WORK TO BE COMPLETED: Whenever the string "then" turns up in a line of the data below, copy that line.

ENTRIES SUPPLIED:
====

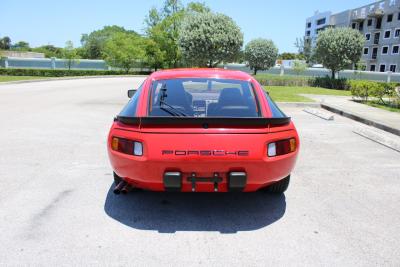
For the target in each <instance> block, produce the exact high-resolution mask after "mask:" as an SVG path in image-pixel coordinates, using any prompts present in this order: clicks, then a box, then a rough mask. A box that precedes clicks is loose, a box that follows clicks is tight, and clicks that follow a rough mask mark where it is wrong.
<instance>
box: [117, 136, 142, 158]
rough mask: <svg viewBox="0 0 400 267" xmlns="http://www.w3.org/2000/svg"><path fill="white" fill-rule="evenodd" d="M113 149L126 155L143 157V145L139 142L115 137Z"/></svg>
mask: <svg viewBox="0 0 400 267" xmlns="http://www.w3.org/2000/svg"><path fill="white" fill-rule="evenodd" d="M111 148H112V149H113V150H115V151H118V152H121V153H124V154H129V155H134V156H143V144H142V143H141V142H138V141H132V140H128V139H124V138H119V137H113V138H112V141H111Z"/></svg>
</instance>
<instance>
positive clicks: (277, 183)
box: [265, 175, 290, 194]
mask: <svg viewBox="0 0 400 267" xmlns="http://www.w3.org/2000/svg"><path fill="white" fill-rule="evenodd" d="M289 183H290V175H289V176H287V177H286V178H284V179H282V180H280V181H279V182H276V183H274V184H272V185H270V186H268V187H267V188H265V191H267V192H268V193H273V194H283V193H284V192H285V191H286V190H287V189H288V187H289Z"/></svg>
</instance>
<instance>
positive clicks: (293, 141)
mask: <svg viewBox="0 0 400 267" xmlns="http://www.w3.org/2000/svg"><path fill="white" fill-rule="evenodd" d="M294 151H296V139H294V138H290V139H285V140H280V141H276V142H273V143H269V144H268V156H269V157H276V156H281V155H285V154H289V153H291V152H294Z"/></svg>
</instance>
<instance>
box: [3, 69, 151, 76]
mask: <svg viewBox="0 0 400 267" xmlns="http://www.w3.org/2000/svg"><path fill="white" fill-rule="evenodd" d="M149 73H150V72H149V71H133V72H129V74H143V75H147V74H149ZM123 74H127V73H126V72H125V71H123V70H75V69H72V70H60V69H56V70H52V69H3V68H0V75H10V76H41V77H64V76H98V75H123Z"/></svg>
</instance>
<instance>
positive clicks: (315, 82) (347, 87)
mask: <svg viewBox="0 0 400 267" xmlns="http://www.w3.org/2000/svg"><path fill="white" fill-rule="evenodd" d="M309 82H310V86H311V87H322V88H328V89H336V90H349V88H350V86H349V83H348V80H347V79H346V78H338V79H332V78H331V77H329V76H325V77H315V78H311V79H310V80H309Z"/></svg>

====

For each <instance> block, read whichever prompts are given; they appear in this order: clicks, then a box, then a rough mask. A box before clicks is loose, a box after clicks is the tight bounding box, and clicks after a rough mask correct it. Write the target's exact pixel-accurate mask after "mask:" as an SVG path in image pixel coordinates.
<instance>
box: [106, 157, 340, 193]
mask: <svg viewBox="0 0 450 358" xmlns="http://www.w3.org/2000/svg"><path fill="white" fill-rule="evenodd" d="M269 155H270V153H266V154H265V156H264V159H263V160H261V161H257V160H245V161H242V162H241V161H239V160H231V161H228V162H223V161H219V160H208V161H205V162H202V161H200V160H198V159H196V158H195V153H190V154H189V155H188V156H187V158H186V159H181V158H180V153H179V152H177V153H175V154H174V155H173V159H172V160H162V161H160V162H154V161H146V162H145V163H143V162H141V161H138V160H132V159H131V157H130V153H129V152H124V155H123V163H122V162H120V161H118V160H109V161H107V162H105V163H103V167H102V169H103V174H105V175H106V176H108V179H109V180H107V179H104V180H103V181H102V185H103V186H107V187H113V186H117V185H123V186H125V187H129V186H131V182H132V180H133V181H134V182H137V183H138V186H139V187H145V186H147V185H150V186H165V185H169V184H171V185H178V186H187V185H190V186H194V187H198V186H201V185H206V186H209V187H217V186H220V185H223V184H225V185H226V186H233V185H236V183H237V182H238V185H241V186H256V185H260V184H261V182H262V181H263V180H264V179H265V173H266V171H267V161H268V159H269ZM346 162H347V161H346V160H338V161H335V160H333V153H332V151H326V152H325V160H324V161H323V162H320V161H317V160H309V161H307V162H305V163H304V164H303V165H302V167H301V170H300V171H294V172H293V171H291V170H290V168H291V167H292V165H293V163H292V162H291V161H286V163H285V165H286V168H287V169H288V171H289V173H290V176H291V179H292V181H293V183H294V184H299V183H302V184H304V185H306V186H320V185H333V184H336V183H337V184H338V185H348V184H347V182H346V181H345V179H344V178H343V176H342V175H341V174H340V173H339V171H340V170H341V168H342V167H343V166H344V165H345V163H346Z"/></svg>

====

YOUR RESPONSE:
For the target in each <instance> block, produce the exact high-resolution mask after "mask:" as an SVG path in image-pixel coordinates, using any prompts present in this order: clicks, then a box, then a rough mask. A box that precedes clicks is loose, a box that follows clicks is tight, and clicks that follow a rough mask mark where it is wrong.
For each <instance> block, read whichever prompts are given; they appear in this order: clicks, then a box, then a rough mask. A box before clicks is loose, a box after clicks is the tight bounding box, and clicks after a rough mask correct it. Write the target's exact pixel-accurate mask after "mask:" as an SVG path in image pixel coordinates.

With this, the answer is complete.